======== Data in this exercise ========

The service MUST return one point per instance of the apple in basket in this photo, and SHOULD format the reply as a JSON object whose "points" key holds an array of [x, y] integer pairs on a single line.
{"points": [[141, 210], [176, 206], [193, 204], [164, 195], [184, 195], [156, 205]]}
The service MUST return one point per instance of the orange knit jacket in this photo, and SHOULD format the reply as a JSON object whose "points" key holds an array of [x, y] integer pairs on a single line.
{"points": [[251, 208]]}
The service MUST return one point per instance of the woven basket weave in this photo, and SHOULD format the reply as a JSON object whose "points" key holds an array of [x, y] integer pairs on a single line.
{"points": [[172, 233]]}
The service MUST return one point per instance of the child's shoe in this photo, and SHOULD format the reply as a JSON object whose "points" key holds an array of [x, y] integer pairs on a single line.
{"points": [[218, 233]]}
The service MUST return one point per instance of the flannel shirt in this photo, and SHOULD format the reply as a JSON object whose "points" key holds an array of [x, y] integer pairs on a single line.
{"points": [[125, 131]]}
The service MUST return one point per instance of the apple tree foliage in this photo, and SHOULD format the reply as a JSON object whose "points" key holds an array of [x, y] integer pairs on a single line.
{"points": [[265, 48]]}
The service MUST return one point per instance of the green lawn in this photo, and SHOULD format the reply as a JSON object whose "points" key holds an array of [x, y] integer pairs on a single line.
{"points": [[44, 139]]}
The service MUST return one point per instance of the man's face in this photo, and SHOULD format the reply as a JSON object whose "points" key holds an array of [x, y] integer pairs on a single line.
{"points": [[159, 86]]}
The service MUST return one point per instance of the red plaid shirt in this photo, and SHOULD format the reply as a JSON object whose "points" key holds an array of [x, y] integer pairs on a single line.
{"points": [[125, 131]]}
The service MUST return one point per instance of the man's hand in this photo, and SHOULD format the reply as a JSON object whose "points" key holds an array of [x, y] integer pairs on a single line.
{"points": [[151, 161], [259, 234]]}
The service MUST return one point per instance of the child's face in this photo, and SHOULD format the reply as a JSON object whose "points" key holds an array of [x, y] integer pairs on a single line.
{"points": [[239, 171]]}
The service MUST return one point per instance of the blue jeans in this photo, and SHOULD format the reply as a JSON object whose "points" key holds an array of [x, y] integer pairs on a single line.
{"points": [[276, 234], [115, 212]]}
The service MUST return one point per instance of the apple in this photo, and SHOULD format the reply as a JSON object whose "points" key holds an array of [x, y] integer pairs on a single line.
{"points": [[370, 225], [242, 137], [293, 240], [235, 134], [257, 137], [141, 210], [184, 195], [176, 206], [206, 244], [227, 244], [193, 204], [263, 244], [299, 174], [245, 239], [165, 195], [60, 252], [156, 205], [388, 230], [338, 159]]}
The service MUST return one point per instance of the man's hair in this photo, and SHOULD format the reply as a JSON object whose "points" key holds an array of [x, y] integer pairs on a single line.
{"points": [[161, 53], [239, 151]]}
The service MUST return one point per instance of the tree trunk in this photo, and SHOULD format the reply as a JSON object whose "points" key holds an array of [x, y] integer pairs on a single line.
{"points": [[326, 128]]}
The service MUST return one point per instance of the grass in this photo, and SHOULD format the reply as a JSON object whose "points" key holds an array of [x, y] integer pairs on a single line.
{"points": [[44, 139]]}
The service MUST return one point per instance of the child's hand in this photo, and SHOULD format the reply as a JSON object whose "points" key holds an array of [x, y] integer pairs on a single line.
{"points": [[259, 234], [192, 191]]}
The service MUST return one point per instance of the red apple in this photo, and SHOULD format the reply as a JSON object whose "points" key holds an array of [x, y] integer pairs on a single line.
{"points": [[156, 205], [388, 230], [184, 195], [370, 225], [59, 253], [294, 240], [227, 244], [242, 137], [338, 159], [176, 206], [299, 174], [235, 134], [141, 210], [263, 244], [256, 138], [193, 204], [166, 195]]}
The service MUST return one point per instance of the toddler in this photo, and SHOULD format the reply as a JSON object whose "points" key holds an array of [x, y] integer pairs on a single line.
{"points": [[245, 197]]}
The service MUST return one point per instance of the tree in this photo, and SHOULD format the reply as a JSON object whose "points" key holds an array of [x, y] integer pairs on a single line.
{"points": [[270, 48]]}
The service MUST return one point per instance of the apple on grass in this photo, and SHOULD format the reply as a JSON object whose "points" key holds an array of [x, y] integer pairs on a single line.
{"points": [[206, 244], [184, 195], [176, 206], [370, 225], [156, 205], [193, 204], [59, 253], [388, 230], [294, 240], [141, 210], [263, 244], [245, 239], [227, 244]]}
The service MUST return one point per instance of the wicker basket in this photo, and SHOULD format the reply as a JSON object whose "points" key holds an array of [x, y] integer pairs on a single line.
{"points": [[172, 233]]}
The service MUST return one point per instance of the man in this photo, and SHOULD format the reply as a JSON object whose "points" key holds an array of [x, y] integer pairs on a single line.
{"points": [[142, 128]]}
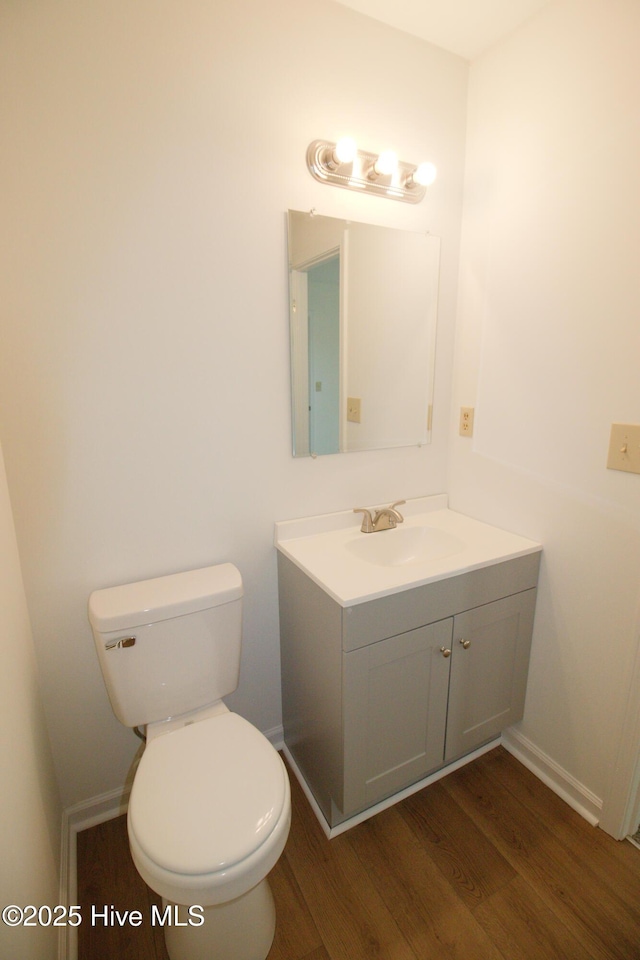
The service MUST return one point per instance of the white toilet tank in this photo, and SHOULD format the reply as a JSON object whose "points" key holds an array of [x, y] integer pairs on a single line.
{"points": [[170, 645]]}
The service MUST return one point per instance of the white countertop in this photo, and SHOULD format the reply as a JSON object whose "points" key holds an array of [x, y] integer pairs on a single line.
{"points": [[350, 566]]}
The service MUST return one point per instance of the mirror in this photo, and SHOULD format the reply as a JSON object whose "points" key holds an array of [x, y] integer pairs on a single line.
{"points": [[363, 308]]}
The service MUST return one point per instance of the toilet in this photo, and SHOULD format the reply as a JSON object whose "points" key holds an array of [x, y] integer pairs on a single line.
{"points": [[210, 806]]}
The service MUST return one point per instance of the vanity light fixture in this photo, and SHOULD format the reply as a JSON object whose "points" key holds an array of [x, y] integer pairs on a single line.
{"points": [[343, 165]]}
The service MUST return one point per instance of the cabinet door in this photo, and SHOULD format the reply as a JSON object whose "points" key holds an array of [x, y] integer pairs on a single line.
{"points": [[489, 668], [395, 703]]}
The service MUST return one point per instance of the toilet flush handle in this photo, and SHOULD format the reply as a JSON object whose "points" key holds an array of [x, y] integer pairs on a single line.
{"points": [[122, 642]]}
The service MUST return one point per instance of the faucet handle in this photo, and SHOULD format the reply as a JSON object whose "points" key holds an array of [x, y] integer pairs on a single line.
{"points": [[367, 520]]}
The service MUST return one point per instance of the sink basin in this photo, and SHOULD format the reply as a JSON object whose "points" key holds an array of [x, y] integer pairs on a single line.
{"points": [[404, 545], [434, 543]]}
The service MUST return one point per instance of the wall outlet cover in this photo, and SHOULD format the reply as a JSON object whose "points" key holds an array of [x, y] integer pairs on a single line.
{"points": [[466, 421], [624, 447], [353, 409]]}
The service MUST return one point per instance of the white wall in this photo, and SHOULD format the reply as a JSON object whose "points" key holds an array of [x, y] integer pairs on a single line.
{"points": [[150, 151], [547, 351], [29, 801]]}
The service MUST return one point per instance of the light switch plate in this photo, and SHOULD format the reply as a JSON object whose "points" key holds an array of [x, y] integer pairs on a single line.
{"points": [[624, 447], [353, 409], [466, 422]]}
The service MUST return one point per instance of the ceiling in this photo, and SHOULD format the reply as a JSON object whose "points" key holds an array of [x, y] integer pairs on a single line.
{"points": [[465, 27]]}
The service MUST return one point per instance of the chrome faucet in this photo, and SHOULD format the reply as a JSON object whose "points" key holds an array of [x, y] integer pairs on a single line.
{"points": [[385, 519]]}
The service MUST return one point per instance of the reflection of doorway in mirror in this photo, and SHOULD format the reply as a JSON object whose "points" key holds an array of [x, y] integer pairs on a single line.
{"points": [[323, 293]]}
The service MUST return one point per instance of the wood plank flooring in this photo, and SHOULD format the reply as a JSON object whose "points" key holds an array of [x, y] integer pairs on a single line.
{"points": [[486, 864]]}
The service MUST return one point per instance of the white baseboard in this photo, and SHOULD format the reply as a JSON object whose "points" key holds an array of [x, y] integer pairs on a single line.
{"points": [[579, 797], [89, 813], [79, 817]]}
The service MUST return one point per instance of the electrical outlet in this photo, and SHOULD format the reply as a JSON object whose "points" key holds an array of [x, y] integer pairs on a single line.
{"points": [[466, 421], [353, 409]]}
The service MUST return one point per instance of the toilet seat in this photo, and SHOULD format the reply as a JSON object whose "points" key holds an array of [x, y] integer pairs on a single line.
{"points": [[209, 811]]}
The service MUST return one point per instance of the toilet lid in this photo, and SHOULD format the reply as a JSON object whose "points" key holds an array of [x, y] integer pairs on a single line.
{"points": [[206, 795]]}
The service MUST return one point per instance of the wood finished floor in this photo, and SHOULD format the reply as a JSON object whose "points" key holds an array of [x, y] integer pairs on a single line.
{"points": [[486, 864]]}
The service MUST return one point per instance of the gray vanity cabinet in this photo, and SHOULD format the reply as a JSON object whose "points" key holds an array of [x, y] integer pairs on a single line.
{"points": [[379, 694]]}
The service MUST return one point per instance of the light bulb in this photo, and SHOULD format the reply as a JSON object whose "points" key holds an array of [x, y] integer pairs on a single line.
{"points": [[346, 149], [425, 174], [386, 163]]}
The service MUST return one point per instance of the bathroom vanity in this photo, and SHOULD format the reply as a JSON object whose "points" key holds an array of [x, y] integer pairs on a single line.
{"points": [[402, 650]]}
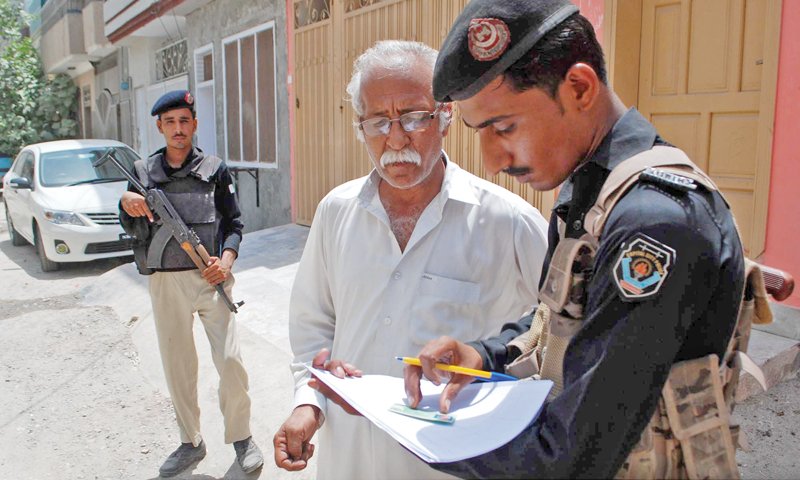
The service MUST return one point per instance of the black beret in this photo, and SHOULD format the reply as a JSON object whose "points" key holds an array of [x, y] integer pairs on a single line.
{"points": [[487, 38], [172, 100]]}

========

» What the exercise asks: Only the last part of the entries above is needed: please copy the line with "The service MUST return one point per instance of the black" and each line after it exactly.

» Written answer:
The service MUST return one point per instance of the black beret in this photo, and SHOULD format the reply as a JSON object whose "points" key holds an array of [x, y] integer pairs on a single line.
{"points": [[487, 38], [172, 100]]}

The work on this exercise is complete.